Разметка границ объектов на изображениях
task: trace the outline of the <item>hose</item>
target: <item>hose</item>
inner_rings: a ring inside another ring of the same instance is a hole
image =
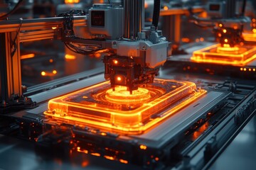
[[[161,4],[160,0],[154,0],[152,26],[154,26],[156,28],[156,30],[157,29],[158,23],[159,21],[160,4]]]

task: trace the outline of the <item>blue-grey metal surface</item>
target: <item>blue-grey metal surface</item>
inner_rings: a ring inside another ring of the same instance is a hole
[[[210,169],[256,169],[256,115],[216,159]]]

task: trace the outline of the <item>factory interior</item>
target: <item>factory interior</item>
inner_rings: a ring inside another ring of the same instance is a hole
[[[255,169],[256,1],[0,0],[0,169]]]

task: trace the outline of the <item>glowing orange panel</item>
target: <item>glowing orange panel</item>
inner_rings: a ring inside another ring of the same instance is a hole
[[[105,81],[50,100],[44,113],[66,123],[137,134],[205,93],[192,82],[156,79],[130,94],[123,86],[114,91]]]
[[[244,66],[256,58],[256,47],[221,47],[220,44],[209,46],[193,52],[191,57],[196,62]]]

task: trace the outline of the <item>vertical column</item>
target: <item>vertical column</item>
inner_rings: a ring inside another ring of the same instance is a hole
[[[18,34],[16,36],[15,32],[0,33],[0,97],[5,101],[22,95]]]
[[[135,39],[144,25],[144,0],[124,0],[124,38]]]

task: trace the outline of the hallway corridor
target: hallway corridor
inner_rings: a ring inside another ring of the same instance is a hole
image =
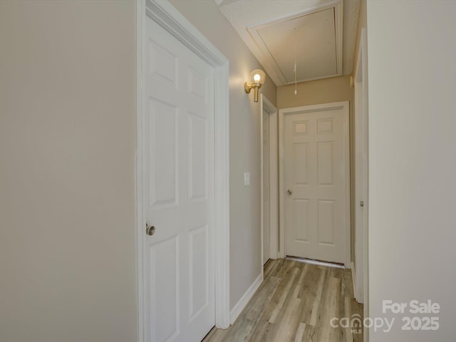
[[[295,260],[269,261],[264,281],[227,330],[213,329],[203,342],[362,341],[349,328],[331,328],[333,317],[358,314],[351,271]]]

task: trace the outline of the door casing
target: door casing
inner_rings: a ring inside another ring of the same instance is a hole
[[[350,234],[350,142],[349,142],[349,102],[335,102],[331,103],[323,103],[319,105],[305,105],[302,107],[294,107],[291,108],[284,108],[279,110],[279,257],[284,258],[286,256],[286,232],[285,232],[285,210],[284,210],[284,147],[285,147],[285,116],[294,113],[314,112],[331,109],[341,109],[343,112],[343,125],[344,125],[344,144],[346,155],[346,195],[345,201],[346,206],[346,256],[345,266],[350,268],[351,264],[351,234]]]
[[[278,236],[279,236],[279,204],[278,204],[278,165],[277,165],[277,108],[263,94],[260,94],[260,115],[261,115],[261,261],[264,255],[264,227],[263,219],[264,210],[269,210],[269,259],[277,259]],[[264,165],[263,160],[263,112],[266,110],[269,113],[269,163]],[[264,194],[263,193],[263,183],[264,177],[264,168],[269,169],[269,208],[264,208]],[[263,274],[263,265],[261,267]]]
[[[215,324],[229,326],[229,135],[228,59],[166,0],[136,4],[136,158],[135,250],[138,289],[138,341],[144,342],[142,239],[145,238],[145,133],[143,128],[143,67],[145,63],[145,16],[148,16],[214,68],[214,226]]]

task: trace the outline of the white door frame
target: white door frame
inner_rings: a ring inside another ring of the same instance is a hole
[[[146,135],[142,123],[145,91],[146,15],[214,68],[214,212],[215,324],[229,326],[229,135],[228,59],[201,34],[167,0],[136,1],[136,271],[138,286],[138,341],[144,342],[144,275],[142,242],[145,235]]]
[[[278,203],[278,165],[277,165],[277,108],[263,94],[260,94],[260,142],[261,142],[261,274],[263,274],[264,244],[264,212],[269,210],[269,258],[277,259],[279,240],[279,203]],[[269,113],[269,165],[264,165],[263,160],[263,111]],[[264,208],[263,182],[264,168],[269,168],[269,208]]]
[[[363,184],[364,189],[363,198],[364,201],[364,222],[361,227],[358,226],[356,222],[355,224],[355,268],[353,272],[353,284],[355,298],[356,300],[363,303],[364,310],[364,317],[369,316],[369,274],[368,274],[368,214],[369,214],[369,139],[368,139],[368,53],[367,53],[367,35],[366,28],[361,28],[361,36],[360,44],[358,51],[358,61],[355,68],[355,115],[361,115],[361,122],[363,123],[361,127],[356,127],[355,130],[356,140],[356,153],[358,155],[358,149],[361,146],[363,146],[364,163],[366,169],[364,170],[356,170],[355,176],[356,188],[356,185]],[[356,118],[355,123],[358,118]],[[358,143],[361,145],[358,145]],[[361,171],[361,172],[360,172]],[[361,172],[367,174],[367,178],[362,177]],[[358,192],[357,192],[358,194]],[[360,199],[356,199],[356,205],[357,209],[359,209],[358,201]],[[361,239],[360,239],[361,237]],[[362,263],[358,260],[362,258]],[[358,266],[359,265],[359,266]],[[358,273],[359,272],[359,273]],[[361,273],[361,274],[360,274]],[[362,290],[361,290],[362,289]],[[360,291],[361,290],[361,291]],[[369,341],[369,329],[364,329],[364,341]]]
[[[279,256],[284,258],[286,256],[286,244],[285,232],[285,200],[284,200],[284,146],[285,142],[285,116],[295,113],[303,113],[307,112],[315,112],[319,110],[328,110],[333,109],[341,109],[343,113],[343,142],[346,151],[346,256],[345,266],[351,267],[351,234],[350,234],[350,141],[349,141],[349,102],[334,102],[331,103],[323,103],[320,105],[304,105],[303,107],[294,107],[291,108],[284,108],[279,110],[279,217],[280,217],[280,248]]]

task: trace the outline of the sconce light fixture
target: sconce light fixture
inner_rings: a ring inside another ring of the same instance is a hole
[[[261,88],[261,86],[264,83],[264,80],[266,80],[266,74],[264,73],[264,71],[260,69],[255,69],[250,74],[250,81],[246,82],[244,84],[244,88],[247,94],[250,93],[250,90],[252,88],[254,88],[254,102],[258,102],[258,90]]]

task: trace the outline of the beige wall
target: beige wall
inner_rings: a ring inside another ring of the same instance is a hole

● **Условие задачи**: Перепишите весь материал выше и замените в нем «trace the outline of» на «draw the contour of», ничего больше не меняя. Изображения в ответ не включайте.

● **Результат упражнения**:
task: draw the contour of the <item>hose</item>
target: <item>hose</item>
inner_rings: a ring inside another ring of the same instance is a hole
image =
[[[161,4],[160,0],[154,0],[152,26],[154,26],[156,28],[156,30],[157,29],[158,23],[159,21],[160,4]]]

task: draw the contour of the <item>blue-grey metal surface</item>
target: <item>blue-grey metal surface</item>
inner_rings: a ring inside another ring of the same instance is a hole
[[[210,169],[256,169],[256,115],[216,159]]]

task: draw the contour of the <item>factory interior</item>
target: <item>factory interior</item>
inner_rings: a ring inside another ring of the same instance is a hole
[[[255,169],[256,1],[0,0],[0,169]]]

task: draw the contour of the <item>glowing orange panel</item>
target: <item>glowing orange panel</item>
inner_rings: a ring inside another ring of the same instance is a hole
[[[105,81],[50,100],[44,113],[66,123],[137,134],[205,93],[192,82],[156,79],[130,94],[123,86],[114,91]]]
[[[244,66],[256,58],[256,47],[221,47],[220,44],[209,46],[193,52],[191,57],[196,62]]]

task: draw the contour of the <item>vertical column</item>
target: <item>vertical column</item>
inner_rings: a ring inside another ring of the same instance is a hole
[[[18,34],[16,36],[15,32],[0,33],[0,97],[5,101],[22,95]]]
[[[135,39],[144,25],[144,0],[124,0],[124,38]]]

task: draw the contour of the hallway corridor
target: hallway corridor
inner_rings: a ring inside another ring of the same instance is a hole
image =
[[[295,260],[269,261],[264,281],[227,330],[213,329],[203,342],[362,341],[349,328],[331,328],[333,317],[358,314],[351,271]]]

task: draw the contour of the door casing
target: door casing
inner_rings: a ring inside another ring of the same instance is a hole
[[[350,234],[350,142],[349,142],[349,102],[335,102],[331,103],[323,103],[319,105],[305,105],[302,107],[294,107],[291,108],[284,108],[279,110],[279,257],[284,258],[286,256],[286,232],[285,232],[285,210],[284,210],[284,147],[285,147],[285,116],[294,113],[314,112],[331,109],[341,109],[343,112],[343,125],[344,125],[344,144],[346,155],[346,195],[345,201],[346,206],[346,256],[345,266],[350,268],[351,264],[351,234]]]
[[[278,236],[279,236],[279,204],[278,204],[278,165],[277,165],[277,108],[263,94],[260,94],[260,115],[261,115],[261,261],[264,255],[264,227],[263,219],[264,210],[269,210],[269,259],[277,259]],[[264,165],[263,160],[263,112],[266,110],[269,113],[269,163]],[[264,194],[263,193],[263,183],[264,177],[264,168],[269,169],[269,208],[264,208]],[[263,274],[263,265],[261,267]]]
[[[215,324],[229,326],[229,135],[228,59],[166,0],[136,4],[136,158],[135,250],[138,289],[138,341],[144,342],[142,239],[145,238],[145,133],[143,128],[143,67],[145,63],[145,16],[148,16],[214,68],[214,226]]]

task: draw the contour of the white door frame
target: white door frame
inner_rings: a ring inside another ring of the same instance is a hole
[[[146,135],[142,123],[145,91],[146,15],[214,68],[214,212],[215,324],[229,326],[229,135],[228,59],[201,34],[167,0],[136,1],[136,271],[138,286],[138,341],[144,342],[144,275],[142,242],[145,235]]]
[[[278,203],[278,165],[277,165],[277,108],[263,94],[260,94],[260,142],[261,142],[261,274],[263,274],[264,244],[264,212],[269,210],[269,258],[277,259],[279,240],[279,203]],[[269,113],[269,165],[264,165],[263,160],[263,111]],[[264,208],[263,182],[264,168],[269,168],[269,208]]]
[[[363,184],[364,189],[363,198],[364,201],[364,222],[361,227],[358,226],[356,222],[355,224],[355,268],[353,272],[353,284],[355,298],[356,300],[363,303],[364,310],[364,317],[369,316],[369,274],[368,274],[368,214],[369,214],[369,139],[368,139],[368,53],[367,53],[367,35],[366,28],[361,28],[361,36],[360,44],[358,51],[358,61],[355,68],[355,115],[361,115],[361,122],[363,123],[361,127],[356,127],[355,130],[356,140],[356,153],[358,155],[358,149],[361,146],[363,146],[364,163],[366,169],[364,170],[356,170],[355,176],[356,188],[356,185]],[[356,118],[355,123],[358,118]],[[358,143],[361,145],[358,145]],[[361,171],[361,172],[360,172]],[[361,172],[367,174],[367,178],[362,177]],[[358,192],[357,192],[358,194]],[[360,199],[356,199],[356,205],[357,209],[359,209],[358,201]],[[361,239],[360,239],[361,237]],[[362,263],[358,260],[362,258]],[[358,266],[359,265],[359,266]],[[358,273],[359,272],[359,273]],[[361,273],[361,274],[360,274]],[[362,290],[361,290],[362,289]],[[360,291],[361,290],[361,291]],[[369,341],[369,329],[364,329],[364,341]]]
[[[279,256],[284,258],[286,256],[286,244],[285,232],[285,200],[284,200],[284,146],[285,142],[285,116],[295,113],[303,113],[307,112],[315,112],[319,110],[328,110],[333,109],[341,109],[343,113],[343,142],[346,151],[346,256],[345,266],[351,267],[351,234],[350,234],[350,141],[349,141],[349,102],[334,102],[331,103],[323,103],[320,105],[304,105],[303,107],[294,107],[291,108],[284,108],[279,110],[279,217],[280,217],[280,248]]]

task: draw the contour of the sconce light fixture
target: sconce light fixture
inner_rings: a ring inside another ring of the same instance is a hole
[[[261,88],[261,86],[264,83],[264,80],[266,80],[266,74],[264,73],[264,71],[260,69],[255,69],[250,74],[250,81],[246,82],[244,84],[244,88],[247,94],[250,93],[250,90],[252,88],[254,88],[254,102],[258,102],[258,90]]]

task: draw the contour of the beige wall
target: beige wall
inner_rings: a ring inside another ring of the same instance is a hole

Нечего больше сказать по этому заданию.